EXERCISE DESCRIPTION: Extend the film blog excerpt below, starting right after its last sentence.

DOCUMENT EXTRACT:
-- Begin --

Friday, May 13, 2022

Top Films from Spain and Portugal

In compiling a list of the best films from Spain, Portugal, it became immediately clear that many essential films from the Iberian peninsula have had a decent amount of distribution. This is in stark contrast to films from Africa, Arab world and Hungary. Of course, Spanish and Portuguese films weren’t always as easily available. Until a decade ago, I hadn’t seen any films from Pere Portabella and only saw them after mubi.com showcased a selection of his works. Meanwhile, the quest to legally see any films from Pedro Costa was almost a 4 year personal quest and that only ended in 2010. Plus, I had not seen any of Paulo Rocha’s films until 2020.

Top 15 films from Spain and Portugal:

1. Muerte de un ciclista (Death of a Cyclist, 1955, Spain, Juan Antonio Bardem)
2. El Verdugo (The Executioner, 1963, Spain, Luis García Berlanga)
3. La Caza (The Hunt, 1966, Spain, Carlos Saura)
4. Mudar de Vida (Change of Life, 1966, Portugal, Paulo Rocha)
5. Volver (2006, Spain, Pedro Almodóvar)
6. O Sangue (Blood, 1989, Portugal, Pedro Costa)
7. El Espíritu de la Colmena (The Spirit of the Beehive, 1973, Spain, Victor Erice)
8. Viridiana (1961, Spain, Luis Buñuel)
9. La Mala Educación (Bad Education, 2004, Spain, Pedro Almodóvar)
10. O Estranho Caso de Angélica (The Strange Case of Angelica, 2010, Portugal, Manoel de Oliveira)
11. Vitalina Varela (2019, Portugal, Pedro Costa)
12. Todo Sobre Mi Madre (All About my Mother, 1999, Spain, Pedro Almodóvar)
13. Aquele Querido Mês de Agosto (Our Beloved Month of August, 2008, Portugal, Miguel Gomes)
14. Cuadecuc, vampir (1971, Spain, Pere Portebella)
15. Mistérios de Lisboa (Mysteries of Lisbon, 2010-11, Portugal, Raúl Ruiz)

Honourable mentions (as per year of release)

Lucía y el Sexo (Sex and Lucía, 2001, Spain, Julio Medem)
Juventude em Marcha (Colossal Youth, 2006, Portugal, Pedro Costa)
Dans la ville de Sylvia (In the City of Sylvia, 2007, Spain, José Luis Guerín)
A Fábrica de Nada (The Nothing Factory, 2017, Portugal, Pedro Pinho)
Dolor y Gloria (Pain and Glory, 2019, Spain, Pedro Almodóvar)

Note: Top 15 list submitted for Wonders in the Dark poll.

Monday, December 30, 2019

Best Films of 2019

2017 and 2018 represented such high points in world cinema that I was a bit cautious about the state of cinema at the start of 2019. Surely, the last year of the decade couldn’t match the cinematic highs of the previous two years? Thankfully, I was wrong. 2019 provided many films which surprised, shocked and even jolted me. In doing so, these films reaffirmed that cinema was well and truly alive contrary to the annual articles debating its demise. Sadly, 2019 continued the trend of previous years where many stellar international films were hard to see legally outside of film festivals or one-off screenings. Despite the numerous streaming online options, distribution of world cinema remains broken and 2019 didn’t offer much hope in the form of a solution. Majority of the titles in the top 10 list were screened mostly at international film festivals including this year’s Calgary International Film Festival. Some of these titles will get a limited theatrical release in 2020 and a few will likely be only available online. For the rest, I do hope they manage to be released in one platform or another.

-- End --

LISTED RECORDS:
-- Begin --

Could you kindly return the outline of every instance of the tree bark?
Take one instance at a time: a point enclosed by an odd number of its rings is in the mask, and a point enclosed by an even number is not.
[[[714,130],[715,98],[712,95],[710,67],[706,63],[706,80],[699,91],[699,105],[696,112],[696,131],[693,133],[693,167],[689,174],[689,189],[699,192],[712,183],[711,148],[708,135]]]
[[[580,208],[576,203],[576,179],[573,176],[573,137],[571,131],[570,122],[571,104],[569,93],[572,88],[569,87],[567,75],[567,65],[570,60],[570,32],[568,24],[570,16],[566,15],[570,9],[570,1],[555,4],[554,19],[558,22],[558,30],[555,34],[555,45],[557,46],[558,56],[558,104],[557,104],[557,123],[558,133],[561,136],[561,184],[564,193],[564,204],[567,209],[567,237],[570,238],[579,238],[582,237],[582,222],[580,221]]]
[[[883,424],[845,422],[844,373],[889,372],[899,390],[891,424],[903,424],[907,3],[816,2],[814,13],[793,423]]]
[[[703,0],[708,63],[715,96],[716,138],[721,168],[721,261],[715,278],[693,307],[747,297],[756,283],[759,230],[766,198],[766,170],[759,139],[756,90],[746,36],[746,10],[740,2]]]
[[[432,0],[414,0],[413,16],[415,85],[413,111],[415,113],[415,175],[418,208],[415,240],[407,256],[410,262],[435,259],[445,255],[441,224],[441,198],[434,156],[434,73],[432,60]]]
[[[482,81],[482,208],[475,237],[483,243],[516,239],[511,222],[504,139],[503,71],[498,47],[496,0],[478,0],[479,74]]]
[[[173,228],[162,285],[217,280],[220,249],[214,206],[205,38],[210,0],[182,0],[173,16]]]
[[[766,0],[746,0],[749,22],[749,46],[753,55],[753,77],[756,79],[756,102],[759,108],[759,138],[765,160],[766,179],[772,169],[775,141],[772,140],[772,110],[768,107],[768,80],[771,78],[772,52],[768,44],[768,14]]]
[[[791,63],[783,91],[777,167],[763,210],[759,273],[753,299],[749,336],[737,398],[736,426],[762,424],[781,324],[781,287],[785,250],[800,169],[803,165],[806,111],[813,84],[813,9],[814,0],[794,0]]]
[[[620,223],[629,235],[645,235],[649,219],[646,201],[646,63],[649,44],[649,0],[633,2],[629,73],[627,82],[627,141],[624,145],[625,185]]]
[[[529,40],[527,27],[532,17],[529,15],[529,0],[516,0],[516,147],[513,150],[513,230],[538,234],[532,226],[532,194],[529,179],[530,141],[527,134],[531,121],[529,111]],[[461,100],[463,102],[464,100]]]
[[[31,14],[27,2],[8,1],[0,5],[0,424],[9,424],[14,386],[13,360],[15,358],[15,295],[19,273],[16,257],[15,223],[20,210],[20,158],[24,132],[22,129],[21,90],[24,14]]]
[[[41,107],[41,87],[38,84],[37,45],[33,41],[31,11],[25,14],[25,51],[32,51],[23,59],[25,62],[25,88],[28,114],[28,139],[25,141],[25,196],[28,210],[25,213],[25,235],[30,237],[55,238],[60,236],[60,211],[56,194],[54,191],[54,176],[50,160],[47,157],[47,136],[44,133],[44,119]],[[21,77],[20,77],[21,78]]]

-- End --

ANSWER FOR THIS EXERCISE:
Top 10 (11 films) of 2019

Note: only 2019 titles are part of this list.

1. ONE DAY IN THE LIFE OF NOAH PIUGATTUK directed by Zacharias Kunuk (Canada)

When one culture encounters another, at first pleasantries and even some goods are exchanged. Eventually, one side tries to exert their way on the other but when the other side puts up a resistance, violence is used to eliminate any resistance. Cinema has documented such history of violence and blood. Zacharias Kunuk (ATANARJUAT) has taken a completely different and thoughtful approach in documenting a historical encounter between two sides in 1961 Baffin Island. There is no violence in the film but a harmless friendly conversation. However, by the time the film ends, it is clear if the Inuit leader Noah Piugattuk doesn’t cooperate, the next encounter will involve force. The implications of this conversation extend well beyond the confines of Baffin island and apply to countless other encounters in North America and beyond.

2. VARDA BY AGNÈS directed by Agnès Varda (France)

This film premiered at the Berlin Film Festival in February but I saw this film shortly after Agnès Varda, the “mother or grandmother” of the French New Wave, passed away on March 29 at the age of 90. It was an emotional experience watching this knowing that this was the last time I would see a work by Varda. However, she has left a film that provides new entry points into studying her older films and also a way to experience cinema with new eyes. Additionally, her words about cinema contain such warmth and loving humour and provided a refreshing contrast to the harsher discourse about cinema that dominated most of this year.

3. ABOU LEILA directed by Amin Sidi-Boumédine (Algeria/France/Qatar)

Set in Algeria 1994, the film digs beneath the surface and shows the psychological impact of a society engulfed in civil war and violence. In doing so, the film highlights why decades old scars refuse to go away resulting in a never ending cyclic course of events.

4. RAVENING directed by Bhaskar Hazarika (India)

In his essential New York times article (Nov 4, 2019), Martin Scorsese talked about the lack of risk in many movies. I can’t think of any other movie this year that took a bigger risk than RAVENING. There has never been a movie like this to come out of India and given the way things are going in India, there will never be a movie like this. It is astonishing that this movie exists. However, existence is not enough. This film needs proper distribution so that it can be seen and doesn’t disappear.

5. VITALINA VARELA directed by Pedro Costa (Portugal)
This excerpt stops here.